+++ Exercise input +++
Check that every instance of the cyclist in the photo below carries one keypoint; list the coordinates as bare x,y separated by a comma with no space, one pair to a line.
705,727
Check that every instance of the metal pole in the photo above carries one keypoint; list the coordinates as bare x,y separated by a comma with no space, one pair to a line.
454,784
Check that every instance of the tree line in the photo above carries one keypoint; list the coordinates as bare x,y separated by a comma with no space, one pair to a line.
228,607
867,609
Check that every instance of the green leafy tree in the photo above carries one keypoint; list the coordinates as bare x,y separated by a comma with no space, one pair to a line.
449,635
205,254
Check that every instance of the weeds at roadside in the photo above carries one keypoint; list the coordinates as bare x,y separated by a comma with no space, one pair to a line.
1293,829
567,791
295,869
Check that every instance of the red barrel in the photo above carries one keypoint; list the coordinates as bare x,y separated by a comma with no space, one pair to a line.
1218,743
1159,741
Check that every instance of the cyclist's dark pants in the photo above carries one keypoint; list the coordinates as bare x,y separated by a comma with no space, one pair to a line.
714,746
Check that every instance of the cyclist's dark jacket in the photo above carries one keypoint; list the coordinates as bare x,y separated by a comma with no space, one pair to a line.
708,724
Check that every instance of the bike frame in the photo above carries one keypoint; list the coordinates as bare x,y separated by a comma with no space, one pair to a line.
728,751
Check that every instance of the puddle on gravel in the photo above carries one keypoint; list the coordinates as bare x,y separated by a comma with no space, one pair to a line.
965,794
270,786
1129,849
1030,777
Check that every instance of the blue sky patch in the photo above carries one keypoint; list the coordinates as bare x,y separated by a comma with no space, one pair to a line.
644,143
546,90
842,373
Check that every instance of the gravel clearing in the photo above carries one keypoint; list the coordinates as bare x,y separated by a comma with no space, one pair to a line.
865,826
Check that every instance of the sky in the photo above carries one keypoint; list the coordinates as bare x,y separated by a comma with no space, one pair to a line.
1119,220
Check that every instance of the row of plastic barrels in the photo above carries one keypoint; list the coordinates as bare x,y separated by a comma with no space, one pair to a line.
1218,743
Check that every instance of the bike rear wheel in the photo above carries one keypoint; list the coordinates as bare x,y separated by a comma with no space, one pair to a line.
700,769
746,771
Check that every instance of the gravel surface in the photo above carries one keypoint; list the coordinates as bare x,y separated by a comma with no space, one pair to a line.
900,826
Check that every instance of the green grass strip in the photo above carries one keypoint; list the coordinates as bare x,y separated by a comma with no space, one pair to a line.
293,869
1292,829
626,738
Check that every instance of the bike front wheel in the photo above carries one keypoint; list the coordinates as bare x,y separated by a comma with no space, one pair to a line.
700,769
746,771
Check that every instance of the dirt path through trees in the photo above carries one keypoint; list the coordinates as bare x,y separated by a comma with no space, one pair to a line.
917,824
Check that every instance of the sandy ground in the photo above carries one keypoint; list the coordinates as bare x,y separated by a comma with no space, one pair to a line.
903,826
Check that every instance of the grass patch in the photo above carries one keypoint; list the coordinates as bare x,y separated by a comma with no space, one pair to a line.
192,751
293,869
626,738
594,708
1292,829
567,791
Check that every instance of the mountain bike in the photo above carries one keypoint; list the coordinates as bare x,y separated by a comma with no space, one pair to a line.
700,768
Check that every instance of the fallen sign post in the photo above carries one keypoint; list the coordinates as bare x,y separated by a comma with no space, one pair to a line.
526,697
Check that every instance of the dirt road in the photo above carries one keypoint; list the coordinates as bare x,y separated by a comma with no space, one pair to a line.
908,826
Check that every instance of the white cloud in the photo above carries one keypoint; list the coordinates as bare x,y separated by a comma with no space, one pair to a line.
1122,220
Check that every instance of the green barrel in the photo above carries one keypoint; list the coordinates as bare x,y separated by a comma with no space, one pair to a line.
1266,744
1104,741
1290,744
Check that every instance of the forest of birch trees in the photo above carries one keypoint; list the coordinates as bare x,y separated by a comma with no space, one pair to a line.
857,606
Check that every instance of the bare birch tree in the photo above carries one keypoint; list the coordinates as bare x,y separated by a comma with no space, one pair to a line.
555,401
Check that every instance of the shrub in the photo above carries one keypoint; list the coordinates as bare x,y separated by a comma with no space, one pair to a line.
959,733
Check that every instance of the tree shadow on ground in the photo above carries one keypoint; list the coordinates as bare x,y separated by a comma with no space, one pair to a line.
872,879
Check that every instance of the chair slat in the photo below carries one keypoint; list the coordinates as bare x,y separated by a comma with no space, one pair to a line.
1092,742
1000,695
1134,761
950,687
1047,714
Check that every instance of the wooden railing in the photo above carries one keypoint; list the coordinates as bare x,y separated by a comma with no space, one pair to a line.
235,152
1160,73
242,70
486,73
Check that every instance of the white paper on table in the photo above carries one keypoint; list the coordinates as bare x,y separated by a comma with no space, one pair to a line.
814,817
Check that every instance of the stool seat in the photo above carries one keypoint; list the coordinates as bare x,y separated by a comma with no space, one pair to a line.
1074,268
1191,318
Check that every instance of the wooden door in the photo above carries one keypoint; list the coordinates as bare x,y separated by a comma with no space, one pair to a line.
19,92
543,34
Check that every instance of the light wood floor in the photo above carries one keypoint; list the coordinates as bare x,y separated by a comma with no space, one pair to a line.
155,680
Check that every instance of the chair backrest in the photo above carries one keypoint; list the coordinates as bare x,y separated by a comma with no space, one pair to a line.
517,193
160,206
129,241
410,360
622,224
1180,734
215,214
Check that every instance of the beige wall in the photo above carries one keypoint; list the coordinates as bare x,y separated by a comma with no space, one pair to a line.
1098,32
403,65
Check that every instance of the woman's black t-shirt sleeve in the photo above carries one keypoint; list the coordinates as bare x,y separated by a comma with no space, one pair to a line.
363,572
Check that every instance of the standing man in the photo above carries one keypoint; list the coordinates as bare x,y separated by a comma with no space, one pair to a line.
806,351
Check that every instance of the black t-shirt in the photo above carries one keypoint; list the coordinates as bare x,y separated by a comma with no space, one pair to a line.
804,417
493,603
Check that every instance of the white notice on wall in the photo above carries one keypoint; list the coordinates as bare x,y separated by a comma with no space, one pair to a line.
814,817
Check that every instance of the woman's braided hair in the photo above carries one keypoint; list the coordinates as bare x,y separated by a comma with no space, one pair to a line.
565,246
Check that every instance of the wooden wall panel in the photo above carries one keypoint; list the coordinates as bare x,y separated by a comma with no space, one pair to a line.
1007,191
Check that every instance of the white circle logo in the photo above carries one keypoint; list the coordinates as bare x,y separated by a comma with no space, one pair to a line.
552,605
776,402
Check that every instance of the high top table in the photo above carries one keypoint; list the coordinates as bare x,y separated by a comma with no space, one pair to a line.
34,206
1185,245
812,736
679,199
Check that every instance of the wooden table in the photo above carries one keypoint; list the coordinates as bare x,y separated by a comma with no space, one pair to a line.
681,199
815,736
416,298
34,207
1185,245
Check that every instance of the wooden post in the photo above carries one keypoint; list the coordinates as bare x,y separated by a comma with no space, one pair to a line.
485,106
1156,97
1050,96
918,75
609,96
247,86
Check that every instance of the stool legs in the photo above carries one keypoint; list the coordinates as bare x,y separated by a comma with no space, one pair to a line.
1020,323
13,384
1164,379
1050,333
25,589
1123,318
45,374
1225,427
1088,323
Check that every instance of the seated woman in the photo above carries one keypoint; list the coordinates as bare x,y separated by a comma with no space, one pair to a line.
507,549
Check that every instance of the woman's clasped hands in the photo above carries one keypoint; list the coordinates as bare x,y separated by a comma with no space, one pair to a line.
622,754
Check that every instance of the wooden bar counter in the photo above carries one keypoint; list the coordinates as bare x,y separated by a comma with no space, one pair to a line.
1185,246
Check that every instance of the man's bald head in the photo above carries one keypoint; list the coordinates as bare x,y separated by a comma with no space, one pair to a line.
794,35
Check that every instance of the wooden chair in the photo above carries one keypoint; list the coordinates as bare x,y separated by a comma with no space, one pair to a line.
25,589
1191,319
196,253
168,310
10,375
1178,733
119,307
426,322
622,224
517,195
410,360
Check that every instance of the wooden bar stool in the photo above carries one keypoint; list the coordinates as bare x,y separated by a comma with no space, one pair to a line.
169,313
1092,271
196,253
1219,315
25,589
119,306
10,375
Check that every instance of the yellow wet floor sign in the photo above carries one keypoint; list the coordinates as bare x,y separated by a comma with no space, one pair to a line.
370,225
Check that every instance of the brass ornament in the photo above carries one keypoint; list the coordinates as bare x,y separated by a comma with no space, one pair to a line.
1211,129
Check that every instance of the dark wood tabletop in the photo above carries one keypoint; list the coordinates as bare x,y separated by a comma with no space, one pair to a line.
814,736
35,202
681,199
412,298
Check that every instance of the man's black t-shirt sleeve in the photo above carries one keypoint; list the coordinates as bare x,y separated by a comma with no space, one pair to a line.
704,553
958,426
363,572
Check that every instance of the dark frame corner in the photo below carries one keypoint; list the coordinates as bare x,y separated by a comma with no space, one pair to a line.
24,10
+++
Copy exactly the line containing "Check that every instance of the dark wood" and every line after it, ending with the last line of the records above.

Check that every instance of the dark wood tabletop in the photo above carries one keypoint; list the coordinates as bare x,y separated by a comma with no space, one pair to a line.
814,736
35,202
681,199
412,298
Check that every instance of the man's black t-shirt sleeve in the photo above carries one keypoint; list the coordinates as bare x,y separated by a comma with no space, one pair to a line.
704,553
958,426
363,572
Check that every instance of the dark frame corner in the photo below carries one keypoint; list the coordinates as bare x,y separated by a comma with no space, one pair to a line.
24,10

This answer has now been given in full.